1803. Risk Factors for Acute Kidney Injury in Patients Treated with Polymyxin B: Experience from 139 Cases at a Tertiary University Hospital in Colombia
Session: Poster Abstract Session: Antibacterial Safety
Saturday, October 29, 2016
Room: Poster Hall
Posters
  • CAG 1803 IDweek 2016.pdf (1.8 MB)
  • Background: The widespread dissemination of MDROs has led to the indiscriminate use of carbapenems agents in our institution. As a result, the rate of carbapenem-resistance of Acinetobacter spp, P. aeruginosa and K.pneumoniae corresponds to 78, 33 and 11%, respectively, leading to the pervasive use of Polymyxin B. Recent reports have shown decreased rates of nephrotoxicity associated with Polymyxin B; yet other factors contributing remain unclear. Herein, we aim to determine the incidence and risk factors associated with acute renal failure (ARF) in a large case-series of patients with infections caused by MDROs, treated with Polymyxin B.

• [TASK PROMPT] Transcribe part of the polymyxin B abstract, beginning at the words "1803. Risk Factors" and stopping after the words "2016.pdf (1.8 MB)".

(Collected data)

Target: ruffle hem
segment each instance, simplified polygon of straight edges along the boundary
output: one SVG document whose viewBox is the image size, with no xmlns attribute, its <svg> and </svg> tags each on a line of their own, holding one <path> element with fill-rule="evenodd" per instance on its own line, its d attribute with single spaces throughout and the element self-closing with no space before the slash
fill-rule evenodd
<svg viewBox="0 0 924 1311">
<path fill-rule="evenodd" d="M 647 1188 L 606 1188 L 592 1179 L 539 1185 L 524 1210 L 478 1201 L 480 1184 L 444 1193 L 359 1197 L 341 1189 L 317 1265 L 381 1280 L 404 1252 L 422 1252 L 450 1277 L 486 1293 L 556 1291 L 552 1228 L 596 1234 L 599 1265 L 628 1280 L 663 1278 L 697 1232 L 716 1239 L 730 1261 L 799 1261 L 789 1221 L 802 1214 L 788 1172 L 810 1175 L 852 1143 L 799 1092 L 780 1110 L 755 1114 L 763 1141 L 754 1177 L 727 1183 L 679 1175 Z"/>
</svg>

• [WRITTEN ANSWER]
1803. Risk Factors for Acute Kidney Injury in Patients Treated with Polymyxin B: Experience from 139 Cases at a Tertiary University Hospital in Colombia
Session: Poster Abstract Session: Antibacterial Safety
Saturday, October 29, 2016
Room: Poster Hall
Posters
  • CAG 1803 IDweek 2016.pdf (1.8 MB)